_Passage provided_
---*---
But those doping control location forms are just like tax returns, in that failing to keep them up to date will cost you in the long run. If I keep CRA waiting long enough, I'll earn an audit. If you don't answer the door when drug testers knock, as happened with Coleman in December, or if you're in Iowa on a day you said you'd be in Kentucky, as happened last spring, you're courting warnings and, eventually, suspensions.
And if you're Coleman, your absence will deprive the sport of your sorely needed star power.
De Grasse the new favourite?
In theory, a Coleman-free Tokyo Olympics elevates Markham's Andre De Grasse to an early favourite. De Grasse, after all, won bronze at 2019 worlds, finishing behind Coleman and Justin Gatlin, who will be 39 years old next summer.
But it's still too early to handicap a competition that's nine months away. In 2016, hardly anyone outside Coleman's inner circle and a handful of absolute track and field soothsayers, could have said with certainty that he would outrun Usain Bolt in the 2017 World Championship final. And as De Grasse wrapped up the 2014 season, few observers would have known that by the following summer he would shave nearly a quarter second off his 100-metre personal best, and transform from junior college sprint standout to world championship medallist.
---*---
Could you copy the stretch of the sprinting article from "But those doping" through "needed star power.", keeping every word as it appears?

_Study material_
---*---
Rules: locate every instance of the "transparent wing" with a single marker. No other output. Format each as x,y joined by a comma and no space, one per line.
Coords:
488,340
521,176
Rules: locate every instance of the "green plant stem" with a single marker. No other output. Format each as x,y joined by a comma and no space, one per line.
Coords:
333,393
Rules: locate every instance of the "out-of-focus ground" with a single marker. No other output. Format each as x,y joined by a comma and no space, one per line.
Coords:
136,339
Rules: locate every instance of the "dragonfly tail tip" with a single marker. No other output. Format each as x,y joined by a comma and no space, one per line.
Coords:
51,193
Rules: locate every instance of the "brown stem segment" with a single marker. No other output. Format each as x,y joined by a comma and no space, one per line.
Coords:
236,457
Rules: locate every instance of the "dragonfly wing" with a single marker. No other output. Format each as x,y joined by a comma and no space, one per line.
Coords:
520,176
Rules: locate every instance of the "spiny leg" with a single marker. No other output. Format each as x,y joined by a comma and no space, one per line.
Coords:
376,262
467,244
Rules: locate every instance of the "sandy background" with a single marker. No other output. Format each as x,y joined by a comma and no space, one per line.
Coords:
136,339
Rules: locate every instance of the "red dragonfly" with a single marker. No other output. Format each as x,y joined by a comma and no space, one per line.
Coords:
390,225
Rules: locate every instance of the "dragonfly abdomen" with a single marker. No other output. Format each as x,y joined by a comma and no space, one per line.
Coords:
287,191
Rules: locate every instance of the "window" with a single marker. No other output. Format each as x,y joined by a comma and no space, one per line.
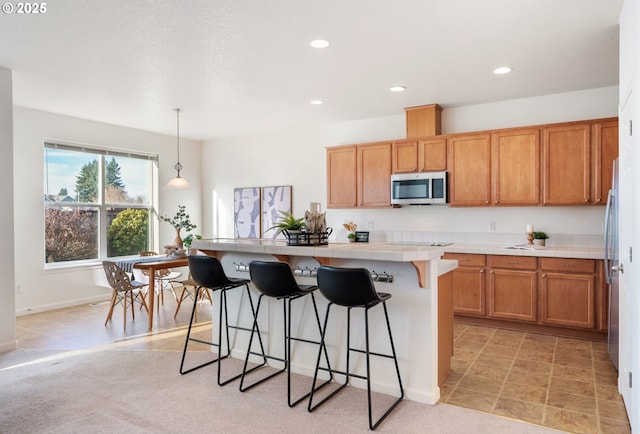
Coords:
97,203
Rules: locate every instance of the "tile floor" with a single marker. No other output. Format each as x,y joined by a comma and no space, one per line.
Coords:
562,383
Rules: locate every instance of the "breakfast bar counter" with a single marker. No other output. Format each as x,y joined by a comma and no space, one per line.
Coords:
410,273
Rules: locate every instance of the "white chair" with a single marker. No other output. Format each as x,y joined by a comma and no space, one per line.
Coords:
125,291
190,290
163,281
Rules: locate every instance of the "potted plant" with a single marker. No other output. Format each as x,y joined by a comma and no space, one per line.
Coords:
288,224
539,238
180,221
351,227
188,240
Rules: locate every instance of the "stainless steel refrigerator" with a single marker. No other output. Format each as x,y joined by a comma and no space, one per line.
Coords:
611,264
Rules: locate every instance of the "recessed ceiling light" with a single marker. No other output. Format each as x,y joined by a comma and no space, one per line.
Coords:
502,70
398,88
319,43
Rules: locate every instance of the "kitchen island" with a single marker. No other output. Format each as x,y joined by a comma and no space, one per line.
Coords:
410,273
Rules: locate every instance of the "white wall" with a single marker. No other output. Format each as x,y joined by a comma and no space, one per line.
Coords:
297,158
39,289
7,259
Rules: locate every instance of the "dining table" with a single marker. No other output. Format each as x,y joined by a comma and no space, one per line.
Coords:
153,264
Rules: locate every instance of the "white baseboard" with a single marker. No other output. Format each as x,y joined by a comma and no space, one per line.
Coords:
8,346
63,304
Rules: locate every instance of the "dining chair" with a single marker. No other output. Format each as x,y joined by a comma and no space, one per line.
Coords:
190,289
163,281
125,291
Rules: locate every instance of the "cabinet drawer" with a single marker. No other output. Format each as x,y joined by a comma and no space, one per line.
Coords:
568,265
467,259
514,262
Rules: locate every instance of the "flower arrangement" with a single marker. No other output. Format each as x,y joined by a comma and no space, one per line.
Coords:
351,227
189,239
287,222
181,220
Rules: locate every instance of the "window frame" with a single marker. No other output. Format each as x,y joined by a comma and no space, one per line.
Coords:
101,205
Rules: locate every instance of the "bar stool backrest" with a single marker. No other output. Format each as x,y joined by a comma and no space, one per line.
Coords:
274,279
347,286
207,271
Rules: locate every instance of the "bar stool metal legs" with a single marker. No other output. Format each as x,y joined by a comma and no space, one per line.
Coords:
332,283
276,280
208,273
286,304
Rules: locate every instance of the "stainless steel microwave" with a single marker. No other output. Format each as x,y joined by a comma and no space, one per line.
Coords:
424,188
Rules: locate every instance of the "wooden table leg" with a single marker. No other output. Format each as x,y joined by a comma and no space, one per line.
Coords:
152,295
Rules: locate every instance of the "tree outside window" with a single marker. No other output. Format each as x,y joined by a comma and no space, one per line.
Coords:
114,189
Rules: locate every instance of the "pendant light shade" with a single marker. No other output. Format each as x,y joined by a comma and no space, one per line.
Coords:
178,182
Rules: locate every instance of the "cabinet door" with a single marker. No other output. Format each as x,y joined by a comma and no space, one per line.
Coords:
470,169
567,165
341,177
567,299
516,167
513,295
432,155
605,150
374,175
404,156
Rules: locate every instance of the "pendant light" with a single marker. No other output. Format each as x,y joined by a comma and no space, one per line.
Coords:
178,182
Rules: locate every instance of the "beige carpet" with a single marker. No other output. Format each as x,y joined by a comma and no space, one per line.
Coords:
113,391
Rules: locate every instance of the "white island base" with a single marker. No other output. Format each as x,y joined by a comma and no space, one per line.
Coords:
413,310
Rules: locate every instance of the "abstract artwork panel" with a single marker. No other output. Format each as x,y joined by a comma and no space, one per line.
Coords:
274,199
246,213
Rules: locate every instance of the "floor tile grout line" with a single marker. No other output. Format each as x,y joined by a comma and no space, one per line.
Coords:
546,399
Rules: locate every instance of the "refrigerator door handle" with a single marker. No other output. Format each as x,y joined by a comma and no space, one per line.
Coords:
607,238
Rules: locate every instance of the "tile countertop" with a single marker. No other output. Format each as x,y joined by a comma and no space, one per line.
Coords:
382,251
549,252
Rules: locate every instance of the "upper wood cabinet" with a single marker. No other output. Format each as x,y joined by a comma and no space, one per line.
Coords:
568,292
359,176
422,155
604,151
567,164
470,169
515,157
374,175
341,177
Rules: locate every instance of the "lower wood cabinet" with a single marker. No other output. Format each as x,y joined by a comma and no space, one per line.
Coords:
469,284
568,292
513,288
554,292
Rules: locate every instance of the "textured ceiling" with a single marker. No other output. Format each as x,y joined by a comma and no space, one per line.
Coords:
245,66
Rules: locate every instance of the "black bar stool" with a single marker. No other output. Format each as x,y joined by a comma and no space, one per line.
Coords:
353,287
207,272
275,279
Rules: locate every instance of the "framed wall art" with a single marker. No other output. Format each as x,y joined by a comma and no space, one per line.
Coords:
---*---
_Completed task_
But those doping control location forms are just like tax returns, in that failing to keep them up to date will cost you in the long run. If I keep CRA waiting long enough, I'll earn an audit. If you don't answer the door when drug testers knock, as happened with Coleman in December, or if you're in Iowa on a day you said you'd be in Kentucky, as happened last spring, you're courting warnings and, eventually, suspensions.
And if you're Coleman, your absence will deprive the sport of your sorely needed star power.